▶ [Required work] Can you write out the entries below again, from their start through the line containing "[(256, 147), (248, 148), (209, 148), (209, 163), (256, 163)]", replacing "billboard" with "signboard" and keeping everything else the same?

▶ [Data supplied]
━━━━
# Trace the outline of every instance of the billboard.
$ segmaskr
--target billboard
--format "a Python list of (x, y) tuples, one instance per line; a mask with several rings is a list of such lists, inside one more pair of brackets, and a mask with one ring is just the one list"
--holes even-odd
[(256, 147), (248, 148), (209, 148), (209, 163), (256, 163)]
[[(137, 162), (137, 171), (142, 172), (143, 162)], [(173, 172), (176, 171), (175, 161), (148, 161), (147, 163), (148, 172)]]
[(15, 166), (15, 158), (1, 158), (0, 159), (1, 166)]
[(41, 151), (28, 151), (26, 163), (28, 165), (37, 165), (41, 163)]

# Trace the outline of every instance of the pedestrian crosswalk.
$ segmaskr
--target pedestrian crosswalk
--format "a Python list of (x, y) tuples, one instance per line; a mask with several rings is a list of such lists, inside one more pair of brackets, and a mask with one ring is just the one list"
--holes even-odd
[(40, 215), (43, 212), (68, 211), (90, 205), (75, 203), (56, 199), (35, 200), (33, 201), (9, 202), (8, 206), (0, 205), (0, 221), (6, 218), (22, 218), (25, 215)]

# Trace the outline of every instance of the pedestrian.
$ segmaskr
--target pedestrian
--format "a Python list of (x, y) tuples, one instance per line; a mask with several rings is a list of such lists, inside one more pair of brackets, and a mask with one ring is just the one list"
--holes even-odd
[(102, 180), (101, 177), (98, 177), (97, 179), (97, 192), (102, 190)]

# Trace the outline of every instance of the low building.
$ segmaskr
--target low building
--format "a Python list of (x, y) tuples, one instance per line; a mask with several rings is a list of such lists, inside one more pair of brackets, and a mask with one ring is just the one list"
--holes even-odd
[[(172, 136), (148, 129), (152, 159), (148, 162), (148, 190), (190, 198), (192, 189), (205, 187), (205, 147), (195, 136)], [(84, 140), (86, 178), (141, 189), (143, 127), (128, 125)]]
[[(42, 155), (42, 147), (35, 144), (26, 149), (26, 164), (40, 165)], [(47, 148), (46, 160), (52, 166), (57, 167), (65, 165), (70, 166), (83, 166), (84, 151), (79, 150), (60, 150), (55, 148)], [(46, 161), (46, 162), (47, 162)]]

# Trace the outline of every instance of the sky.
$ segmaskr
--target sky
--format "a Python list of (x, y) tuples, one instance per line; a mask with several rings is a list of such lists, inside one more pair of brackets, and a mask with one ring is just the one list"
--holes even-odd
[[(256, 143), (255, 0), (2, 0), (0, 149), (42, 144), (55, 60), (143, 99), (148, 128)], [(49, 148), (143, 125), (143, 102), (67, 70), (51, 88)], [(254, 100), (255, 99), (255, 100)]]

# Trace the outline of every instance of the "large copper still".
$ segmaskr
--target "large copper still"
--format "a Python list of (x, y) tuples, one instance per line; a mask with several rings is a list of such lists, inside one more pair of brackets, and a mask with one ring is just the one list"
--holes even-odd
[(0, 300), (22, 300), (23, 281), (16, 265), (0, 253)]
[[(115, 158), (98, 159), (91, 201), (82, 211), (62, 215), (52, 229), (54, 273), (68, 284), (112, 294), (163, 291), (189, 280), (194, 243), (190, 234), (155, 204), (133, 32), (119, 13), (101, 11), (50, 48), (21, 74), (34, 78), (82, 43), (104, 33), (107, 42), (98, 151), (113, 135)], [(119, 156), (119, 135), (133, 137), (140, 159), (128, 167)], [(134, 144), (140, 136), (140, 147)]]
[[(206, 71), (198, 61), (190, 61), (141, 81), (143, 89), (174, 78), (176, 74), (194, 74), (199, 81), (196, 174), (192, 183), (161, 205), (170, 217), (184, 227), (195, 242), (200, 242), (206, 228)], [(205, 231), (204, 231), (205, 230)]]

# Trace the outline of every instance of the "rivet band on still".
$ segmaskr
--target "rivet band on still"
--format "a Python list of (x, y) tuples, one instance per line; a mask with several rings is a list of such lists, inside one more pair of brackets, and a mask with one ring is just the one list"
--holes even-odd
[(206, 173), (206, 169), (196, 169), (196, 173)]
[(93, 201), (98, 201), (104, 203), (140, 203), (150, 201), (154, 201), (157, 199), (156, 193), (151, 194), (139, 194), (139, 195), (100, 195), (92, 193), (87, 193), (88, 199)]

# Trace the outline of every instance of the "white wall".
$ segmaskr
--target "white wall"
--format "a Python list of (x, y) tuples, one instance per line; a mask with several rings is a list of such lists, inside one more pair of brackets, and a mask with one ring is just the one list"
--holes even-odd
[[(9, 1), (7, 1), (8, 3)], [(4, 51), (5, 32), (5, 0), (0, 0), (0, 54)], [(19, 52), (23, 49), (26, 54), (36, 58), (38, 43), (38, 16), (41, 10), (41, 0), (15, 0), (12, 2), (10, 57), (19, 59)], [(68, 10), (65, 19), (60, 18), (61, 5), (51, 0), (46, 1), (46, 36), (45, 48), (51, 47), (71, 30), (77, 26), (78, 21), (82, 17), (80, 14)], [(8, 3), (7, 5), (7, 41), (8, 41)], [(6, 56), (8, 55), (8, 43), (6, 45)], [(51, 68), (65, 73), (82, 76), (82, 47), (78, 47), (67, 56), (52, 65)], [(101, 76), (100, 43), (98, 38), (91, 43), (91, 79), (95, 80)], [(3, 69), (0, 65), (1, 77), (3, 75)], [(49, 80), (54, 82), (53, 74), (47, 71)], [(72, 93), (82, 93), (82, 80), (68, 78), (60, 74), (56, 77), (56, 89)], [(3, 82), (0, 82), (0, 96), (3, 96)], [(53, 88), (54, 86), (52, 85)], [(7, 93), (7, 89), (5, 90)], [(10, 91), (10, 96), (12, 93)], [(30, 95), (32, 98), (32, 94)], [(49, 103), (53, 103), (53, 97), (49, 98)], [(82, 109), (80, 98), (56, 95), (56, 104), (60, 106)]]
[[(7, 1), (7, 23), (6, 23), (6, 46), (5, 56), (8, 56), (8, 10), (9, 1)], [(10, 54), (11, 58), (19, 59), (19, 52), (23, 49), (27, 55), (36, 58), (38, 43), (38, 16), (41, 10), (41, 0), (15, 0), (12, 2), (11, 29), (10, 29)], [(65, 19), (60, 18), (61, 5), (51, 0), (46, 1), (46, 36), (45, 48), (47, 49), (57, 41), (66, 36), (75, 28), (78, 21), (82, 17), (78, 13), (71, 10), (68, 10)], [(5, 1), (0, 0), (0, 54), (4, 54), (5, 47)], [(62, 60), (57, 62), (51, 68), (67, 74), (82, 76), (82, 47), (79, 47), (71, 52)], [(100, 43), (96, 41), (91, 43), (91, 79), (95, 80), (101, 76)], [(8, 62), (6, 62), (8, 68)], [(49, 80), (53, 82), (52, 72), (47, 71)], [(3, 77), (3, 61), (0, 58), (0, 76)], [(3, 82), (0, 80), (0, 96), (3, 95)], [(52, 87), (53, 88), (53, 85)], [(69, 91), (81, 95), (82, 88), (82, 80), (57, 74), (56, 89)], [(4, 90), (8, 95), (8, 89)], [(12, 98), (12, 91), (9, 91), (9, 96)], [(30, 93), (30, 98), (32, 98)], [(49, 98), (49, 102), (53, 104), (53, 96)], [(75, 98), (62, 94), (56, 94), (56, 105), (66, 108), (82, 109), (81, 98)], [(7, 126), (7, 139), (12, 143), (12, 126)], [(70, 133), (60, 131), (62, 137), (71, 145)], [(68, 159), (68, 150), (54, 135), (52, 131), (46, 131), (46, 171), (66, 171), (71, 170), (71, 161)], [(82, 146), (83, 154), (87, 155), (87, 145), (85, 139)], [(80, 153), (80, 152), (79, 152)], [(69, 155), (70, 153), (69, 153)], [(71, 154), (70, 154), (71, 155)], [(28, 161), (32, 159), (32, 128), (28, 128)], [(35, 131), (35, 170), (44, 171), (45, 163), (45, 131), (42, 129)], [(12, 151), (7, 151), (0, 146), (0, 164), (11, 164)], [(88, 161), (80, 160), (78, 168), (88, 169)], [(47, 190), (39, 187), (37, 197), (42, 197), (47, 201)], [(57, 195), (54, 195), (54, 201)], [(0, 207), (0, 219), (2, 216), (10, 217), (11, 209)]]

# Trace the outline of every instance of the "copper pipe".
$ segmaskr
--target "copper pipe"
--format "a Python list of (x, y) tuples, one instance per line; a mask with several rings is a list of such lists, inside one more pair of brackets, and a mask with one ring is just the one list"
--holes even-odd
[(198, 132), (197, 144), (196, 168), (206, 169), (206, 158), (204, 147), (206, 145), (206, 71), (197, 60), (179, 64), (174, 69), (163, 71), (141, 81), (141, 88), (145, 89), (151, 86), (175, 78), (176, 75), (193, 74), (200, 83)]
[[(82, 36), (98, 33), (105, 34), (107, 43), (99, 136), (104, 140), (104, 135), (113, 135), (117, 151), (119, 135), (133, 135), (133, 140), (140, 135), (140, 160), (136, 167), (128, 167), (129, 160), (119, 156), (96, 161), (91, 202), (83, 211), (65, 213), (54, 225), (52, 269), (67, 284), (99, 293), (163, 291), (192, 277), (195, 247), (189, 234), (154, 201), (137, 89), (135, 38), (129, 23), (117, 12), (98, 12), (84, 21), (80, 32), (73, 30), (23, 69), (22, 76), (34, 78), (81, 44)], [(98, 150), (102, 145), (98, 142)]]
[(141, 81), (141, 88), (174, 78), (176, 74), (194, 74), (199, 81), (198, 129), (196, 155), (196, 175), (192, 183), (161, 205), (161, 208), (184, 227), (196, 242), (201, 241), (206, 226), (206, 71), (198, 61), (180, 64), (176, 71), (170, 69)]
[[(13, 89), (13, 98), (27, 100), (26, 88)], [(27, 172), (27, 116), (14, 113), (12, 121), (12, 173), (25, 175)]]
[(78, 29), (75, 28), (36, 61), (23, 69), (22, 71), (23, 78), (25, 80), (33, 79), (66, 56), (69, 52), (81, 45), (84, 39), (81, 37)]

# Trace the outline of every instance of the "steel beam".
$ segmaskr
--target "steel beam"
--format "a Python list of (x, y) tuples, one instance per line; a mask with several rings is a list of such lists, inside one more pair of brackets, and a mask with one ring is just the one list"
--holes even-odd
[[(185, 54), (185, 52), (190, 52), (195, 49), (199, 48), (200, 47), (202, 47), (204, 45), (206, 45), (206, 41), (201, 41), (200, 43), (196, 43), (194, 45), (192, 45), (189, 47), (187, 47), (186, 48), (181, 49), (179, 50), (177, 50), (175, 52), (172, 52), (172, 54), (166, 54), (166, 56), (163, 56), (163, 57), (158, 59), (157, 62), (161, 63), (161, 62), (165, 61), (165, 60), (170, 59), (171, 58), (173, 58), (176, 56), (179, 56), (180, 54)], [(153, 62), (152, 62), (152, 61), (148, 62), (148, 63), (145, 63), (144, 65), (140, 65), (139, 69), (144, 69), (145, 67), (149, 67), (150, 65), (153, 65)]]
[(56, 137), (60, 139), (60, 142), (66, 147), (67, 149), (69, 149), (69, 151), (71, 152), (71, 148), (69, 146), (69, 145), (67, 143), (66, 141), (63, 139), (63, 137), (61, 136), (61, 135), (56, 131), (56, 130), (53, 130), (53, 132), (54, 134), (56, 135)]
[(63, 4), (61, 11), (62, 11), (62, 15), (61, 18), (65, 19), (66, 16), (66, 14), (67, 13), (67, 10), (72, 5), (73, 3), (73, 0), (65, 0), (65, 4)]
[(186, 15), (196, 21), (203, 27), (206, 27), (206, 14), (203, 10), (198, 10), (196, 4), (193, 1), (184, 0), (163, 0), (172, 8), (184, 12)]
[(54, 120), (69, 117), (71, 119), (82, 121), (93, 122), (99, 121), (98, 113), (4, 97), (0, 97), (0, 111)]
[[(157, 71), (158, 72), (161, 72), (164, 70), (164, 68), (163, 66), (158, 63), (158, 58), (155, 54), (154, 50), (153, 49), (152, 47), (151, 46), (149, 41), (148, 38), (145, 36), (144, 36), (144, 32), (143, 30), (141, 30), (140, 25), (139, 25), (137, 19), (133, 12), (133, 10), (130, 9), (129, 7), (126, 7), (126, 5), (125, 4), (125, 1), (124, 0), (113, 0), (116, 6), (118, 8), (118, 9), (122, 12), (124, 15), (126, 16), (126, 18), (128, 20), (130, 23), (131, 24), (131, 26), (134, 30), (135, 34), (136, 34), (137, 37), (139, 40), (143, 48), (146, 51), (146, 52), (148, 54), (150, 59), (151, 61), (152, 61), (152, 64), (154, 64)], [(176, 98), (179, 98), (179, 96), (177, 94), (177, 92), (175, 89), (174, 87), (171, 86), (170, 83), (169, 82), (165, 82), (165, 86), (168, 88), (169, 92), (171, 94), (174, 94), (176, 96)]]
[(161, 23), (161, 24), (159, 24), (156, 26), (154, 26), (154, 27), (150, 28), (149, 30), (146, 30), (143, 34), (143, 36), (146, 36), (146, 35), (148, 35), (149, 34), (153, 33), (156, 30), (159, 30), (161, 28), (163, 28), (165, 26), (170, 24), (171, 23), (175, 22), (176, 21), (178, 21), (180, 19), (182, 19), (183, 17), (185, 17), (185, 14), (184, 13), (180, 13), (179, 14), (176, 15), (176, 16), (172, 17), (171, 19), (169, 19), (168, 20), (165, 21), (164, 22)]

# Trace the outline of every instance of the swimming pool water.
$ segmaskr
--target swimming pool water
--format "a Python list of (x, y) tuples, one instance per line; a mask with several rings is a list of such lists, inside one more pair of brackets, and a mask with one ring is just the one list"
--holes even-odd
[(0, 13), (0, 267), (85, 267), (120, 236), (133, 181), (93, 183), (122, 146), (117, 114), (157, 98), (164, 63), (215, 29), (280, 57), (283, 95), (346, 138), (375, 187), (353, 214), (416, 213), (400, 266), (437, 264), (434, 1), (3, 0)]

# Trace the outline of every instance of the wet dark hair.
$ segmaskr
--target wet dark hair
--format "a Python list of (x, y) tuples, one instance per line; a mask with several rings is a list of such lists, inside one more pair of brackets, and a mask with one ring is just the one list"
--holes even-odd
━━━━
▶ [Correct output]
# Trace the outline of every instance of the signboard.
$ segmaskr
--target signboard
--format "a Python list of (x, y) tuples, one instance per line; a mask with several rings is a list of such lists, inside one more pair of brackets, and a mask with one ring is just the one list"
--holes even-odd
[(256, 147), (248, 148), (209, 148), (209, 163), (256, 163)]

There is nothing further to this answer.